EXCERPTED DATA:

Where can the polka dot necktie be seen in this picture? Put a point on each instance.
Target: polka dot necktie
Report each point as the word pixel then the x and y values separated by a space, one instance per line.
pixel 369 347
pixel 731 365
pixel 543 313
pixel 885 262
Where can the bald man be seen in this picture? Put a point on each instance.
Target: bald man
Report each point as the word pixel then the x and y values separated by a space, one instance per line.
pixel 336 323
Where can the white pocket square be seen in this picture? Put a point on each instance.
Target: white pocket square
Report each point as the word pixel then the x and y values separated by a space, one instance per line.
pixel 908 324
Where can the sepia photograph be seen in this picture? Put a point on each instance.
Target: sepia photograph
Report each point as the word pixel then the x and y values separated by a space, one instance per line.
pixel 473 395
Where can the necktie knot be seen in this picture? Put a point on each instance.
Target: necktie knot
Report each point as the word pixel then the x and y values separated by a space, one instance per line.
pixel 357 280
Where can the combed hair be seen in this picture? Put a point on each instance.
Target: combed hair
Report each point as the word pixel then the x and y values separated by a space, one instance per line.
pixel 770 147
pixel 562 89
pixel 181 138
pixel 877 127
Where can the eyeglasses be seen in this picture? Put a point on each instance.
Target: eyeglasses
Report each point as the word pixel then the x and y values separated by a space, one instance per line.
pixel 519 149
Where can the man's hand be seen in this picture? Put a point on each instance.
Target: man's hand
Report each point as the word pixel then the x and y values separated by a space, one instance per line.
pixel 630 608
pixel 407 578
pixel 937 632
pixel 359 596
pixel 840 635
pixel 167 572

WRITTEN TASK: Reproduce the stretch from the line containing "Where can the eyeglasses" through the end of the records, substituting "occurrence" for "instance" and leaving everything else unchanged.

ANSWER TO THIS EXERCISE:
Where can the eyeglasses be seen in this picture? Put a point on each occurrence.
Target: eyeglasses
Report each point as the word pixel then the x and y values separated by a space, one occurrence per line.
pixel 519 149
Where can the man's hand be seen in this picture? Put a point on each occurrence.
Target: man's hand
Report each point as the word pixel then the x and y values separated by a space, one occurrence per line.
pixel 630 608
pixel 407 578
pixel 937 632
pixel 359 596
pixel 840 635
pixel 167 572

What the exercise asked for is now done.